Task 1: Reproduce the passage of the security awareness training text between "Training Improves Prevention" and "the understanding of security instructions.", inclusive.
Task 2:
Answer these questions using the security awareness training text:
(a) Data from how many people was included?
(b) What was the average clarity rating given by respondents?
(c) Which industry had the highest frequency of no security awareness training?

━━━ Excerpt provided

Training Improves Prevention of Security Breaches


KnowBe4 has announced a new KnowBe4 Research report, More Training, Better Prepared: Increasing the Frequency of Training Improves Understanding of Security Instructions, which finds that increasing the frequency of security awareness training improves reactions to security breaches by enhancing the understanding of security instructions.

In this report, KnowBe4 examined how clearly security instructions are understood by employees relative to the amount of security awareness training they have taken in the last 12 months.

Responses were analysed and compared based on those who completed no security awareness training, annual training, quarterly training, and monthly training.

Data from over 526,000 people worldwide in a variety of industries was included. Highlights from the findings include:

  • In 84% of cases, security awareness training increased employees’ understanding of security instructions.
  • The average clarity rating by respondents was 70 out of 100; however, the clarity varied greatly depending on how much security awareness training had been completed in the last 12 months.
  • When analysing specific industries, Hospitality was noted as having the highest frequency of no security awareness training and Education rated the clarity of instructions in the event of a security incident lowest of all industries examined.

━━━━━━
━━━ Entries provided

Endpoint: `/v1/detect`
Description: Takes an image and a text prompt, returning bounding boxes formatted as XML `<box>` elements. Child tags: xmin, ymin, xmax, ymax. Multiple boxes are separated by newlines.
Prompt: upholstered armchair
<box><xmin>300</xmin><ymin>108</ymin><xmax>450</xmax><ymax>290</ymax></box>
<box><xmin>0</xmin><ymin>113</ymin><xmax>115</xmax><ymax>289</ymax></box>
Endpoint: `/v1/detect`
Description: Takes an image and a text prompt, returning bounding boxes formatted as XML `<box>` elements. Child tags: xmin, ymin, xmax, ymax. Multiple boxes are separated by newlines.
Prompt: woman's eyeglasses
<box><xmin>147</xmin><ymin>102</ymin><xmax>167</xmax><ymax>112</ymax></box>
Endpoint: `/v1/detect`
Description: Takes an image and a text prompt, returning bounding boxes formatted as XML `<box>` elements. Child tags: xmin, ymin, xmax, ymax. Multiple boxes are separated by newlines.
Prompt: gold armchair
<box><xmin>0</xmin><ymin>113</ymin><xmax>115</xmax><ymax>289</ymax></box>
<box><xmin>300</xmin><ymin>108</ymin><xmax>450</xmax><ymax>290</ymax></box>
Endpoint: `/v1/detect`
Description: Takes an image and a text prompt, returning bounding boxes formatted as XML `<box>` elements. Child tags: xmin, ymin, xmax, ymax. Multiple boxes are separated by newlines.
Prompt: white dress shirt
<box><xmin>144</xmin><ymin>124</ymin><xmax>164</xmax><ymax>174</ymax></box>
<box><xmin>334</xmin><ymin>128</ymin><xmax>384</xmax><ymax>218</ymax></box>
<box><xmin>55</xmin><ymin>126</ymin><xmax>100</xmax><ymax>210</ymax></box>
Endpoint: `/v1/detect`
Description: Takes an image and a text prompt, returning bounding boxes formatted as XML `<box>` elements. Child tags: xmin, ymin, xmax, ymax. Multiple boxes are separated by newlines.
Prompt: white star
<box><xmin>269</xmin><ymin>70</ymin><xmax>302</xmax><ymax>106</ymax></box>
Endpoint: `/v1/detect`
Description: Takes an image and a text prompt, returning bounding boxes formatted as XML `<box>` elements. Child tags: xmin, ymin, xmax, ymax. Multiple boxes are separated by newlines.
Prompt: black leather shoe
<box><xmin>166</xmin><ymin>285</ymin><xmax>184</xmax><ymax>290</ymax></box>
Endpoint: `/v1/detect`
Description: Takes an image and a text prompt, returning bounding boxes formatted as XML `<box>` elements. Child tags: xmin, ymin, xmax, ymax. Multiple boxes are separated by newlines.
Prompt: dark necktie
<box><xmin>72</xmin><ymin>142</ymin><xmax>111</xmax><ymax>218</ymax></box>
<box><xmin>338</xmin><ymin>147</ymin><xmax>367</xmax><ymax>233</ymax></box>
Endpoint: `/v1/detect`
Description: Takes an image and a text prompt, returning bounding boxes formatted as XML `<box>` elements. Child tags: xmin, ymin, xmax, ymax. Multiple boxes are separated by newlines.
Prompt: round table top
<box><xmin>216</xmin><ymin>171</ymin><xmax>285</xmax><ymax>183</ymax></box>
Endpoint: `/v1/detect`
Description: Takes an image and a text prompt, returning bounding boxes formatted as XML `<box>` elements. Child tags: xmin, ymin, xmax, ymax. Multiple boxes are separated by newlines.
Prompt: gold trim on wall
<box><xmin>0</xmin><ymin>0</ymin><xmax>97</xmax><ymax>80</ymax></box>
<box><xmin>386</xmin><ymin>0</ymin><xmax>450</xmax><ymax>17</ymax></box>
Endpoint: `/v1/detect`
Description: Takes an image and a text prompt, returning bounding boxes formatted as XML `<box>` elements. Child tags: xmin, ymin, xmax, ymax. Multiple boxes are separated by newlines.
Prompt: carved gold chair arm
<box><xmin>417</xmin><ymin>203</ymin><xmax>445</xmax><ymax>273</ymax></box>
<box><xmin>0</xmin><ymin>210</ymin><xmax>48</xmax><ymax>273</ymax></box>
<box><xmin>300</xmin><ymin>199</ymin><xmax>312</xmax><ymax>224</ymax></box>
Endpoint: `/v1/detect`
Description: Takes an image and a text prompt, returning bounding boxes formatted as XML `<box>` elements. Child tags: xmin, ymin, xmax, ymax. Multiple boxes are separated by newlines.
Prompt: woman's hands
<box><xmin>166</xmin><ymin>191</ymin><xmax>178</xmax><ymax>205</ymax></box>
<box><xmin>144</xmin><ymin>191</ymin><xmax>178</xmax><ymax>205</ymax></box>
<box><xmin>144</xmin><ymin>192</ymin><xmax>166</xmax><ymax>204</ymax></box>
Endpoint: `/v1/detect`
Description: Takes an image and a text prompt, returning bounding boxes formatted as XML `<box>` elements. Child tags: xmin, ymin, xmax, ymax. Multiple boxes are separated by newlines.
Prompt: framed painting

━━━━━━

Expected answer 1:
Training Improves Prevention of Security Breaches


KnowBe4 has announced a new KnowBe4 Research report, More Training, Better Prepared: Increasing the Frequency of Training Improves Understanding of Security Instructions, which finds that increasing the frequency of security awareness training improves reactions to security breaches by enhancing the understanding of security instructions.

Expected answer 2:
(a) Over 526,000 people worldwide
(b) 70 out of 100
(c) Hospitality